Testo selezionato:
· · ·
Personale dell'Artista Andrea Federico Santicoli

“Who?! Me?!”
Photo by Andrea Federico Santicoli

Il Lupin dello scatto ha un nome: Andrea Federico Santicoli.

“Quando si fotografano persone a colori, si fotografano i loro vestiti. Ma quando si fotografano persone in bianco e nero, si fotografano le loro anime!”.  Ted Grant

Ed è proprio a Ted Grant – attivista britannico di origine sudafricana – che si ispira Andrea Federico Santicoli, luganese d’adozione come me: uno dei regali che l’applicazione “Clubhouse” mi ha fatto, durante lo sfidante triennio 2019-2022.

È stato lì che le nostre voci si sono incontrate. Poi ci siamo dati appuntamento in centro città per proseguire la nostra chiacchierata vis-à-vis, sul senso profondo della vita.

Un nuovo punto di vista

Ed è lì, che ho scoperto che Andrea vive la vita da una diversa prospettiva: quella di chi guarda il mondo da una sedia a rotelle.

Non è sempre stato così. Mi ha raccontato del suo incidente in moto e di quella banale distrazione che, provocandone la caduta, si sarebbe rivelata – a meno che non avvenga un miracolo! – fatale.
· · ·
Secondo il testo su Andrea Federico Santicoli, che cosa provocò la sua caduta dalla moto?

[Estratti da un dataset di etichettatura di punti]
· · ·
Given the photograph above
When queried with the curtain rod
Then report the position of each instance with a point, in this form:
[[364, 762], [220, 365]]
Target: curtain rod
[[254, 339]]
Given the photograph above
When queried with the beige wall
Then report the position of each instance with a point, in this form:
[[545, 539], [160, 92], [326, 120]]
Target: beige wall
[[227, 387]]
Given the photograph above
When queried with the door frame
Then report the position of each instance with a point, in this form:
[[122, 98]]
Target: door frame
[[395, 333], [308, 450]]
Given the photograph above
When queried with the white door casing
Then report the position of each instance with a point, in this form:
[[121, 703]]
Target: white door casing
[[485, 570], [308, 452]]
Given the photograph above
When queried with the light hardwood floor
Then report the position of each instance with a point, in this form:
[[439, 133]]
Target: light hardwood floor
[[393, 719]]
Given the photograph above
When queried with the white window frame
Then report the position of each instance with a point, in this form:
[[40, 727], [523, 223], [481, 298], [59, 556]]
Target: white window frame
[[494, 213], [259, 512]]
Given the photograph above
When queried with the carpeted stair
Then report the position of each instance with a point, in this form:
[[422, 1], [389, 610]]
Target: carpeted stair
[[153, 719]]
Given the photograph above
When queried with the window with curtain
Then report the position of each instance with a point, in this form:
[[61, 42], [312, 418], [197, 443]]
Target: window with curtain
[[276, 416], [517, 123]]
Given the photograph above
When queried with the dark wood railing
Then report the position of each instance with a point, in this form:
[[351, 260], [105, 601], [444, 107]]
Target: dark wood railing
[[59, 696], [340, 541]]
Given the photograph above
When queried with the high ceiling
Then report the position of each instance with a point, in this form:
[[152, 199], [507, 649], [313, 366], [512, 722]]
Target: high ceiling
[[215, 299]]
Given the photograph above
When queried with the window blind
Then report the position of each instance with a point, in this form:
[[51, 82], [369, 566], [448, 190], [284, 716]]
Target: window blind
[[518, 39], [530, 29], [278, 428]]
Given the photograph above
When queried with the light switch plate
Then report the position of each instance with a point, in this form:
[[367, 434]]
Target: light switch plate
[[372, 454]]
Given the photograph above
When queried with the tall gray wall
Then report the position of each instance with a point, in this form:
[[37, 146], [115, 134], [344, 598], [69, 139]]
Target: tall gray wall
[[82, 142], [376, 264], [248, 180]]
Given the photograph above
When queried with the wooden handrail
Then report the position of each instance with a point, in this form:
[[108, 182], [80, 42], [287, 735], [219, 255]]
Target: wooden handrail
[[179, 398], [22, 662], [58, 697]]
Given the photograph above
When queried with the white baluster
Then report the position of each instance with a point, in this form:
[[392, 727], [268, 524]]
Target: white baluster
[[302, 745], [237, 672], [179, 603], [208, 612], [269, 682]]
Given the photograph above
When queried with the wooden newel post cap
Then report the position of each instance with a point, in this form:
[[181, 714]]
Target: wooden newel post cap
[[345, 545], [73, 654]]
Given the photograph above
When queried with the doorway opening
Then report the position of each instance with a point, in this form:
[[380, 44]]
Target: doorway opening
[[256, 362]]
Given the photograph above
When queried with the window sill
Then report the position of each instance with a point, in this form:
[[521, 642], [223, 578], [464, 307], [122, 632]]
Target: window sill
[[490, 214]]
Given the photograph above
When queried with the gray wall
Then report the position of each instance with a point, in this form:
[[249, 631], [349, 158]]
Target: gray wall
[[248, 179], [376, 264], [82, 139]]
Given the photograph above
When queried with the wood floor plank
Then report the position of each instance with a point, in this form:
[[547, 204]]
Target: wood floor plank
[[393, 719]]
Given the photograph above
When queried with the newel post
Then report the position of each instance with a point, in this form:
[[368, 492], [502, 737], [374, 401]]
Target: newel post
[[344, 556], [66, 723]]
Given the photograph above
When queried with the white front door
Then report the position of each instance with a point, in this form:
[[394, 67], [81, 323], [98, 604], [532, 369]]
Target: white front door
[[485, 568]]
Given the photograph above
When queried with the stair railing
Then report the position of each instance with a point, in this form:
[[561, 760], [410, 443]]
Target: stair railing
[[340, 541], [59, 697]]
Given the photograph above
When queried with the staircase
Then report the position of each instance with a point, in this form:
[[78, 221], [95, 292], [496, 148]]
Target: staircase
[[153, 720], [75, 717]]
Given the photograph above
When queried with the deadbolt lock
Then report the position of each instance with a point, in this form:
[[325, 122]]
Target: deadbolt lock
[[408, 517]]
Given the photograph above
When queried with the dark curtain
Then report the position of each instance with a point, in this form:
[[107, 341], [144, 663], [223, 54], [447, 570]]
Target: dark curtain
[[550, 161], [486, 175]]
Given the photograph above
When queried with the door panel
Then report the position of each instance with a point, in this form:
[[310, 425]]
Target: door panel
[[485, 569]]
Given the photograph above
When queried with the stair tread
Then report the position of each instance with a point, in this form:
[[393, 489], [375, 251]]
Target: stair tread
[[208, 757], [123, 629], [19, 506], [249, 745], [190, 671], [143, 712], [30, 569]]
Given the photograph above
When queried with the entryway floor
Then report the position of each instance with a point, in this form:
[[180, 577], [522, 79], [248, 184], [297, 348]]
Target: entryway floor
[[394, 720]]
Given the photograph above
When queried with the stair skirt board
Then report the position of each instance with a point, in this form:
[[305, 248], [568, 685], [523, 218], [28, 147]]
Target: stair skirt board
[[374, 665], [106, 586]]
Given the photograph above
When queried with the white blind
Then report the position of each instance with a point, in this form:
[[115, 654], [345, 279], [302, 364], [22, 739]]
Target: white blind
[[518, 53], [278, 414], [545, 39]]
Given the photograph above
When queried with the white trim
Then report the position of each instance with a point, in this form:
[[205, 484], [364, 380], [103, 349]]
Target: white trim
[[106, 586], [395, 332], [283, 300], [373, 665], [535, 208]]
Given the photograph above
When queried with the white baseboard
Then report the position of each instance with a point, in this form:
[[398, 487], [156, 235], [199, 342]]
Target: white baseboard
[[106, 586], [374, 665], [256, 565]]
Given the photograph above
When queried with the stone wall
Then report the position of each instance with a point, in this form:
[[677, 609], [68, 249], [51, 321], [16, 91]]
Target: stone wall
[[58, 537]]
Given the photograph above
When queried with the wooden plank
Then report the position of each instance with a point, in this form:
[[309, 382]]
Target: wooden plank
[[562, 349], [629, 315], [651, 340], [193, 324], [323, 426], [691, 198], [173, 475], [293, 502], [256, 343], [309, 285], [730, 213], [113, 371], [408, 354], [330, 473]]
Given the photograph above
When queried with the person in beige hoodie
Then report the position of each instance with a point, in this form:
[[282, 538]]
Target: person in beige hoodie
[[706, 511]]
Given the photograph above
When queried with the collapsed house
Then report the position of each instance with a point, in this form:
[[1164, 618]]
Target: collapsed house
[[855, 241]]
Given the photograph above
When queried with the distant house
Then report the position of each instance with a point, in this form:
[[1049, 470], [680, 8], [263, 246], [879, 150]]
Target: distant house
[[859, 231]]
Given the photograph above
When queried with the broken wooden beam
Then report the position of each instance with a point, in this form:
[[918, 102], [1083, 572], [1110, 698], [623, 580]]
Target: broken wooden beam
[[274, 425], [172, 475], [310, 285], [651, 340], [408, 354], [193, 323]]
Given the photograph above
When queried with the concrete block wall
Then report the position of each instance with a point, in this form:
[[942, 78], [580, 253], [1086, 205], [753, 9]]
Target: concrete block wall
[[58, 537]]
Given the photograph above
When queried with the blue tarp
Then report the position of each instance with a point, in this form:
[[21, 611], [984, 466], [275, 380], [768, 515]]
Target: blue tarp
· · ·
Risultato dell'esercizio:
Una banale distrazione.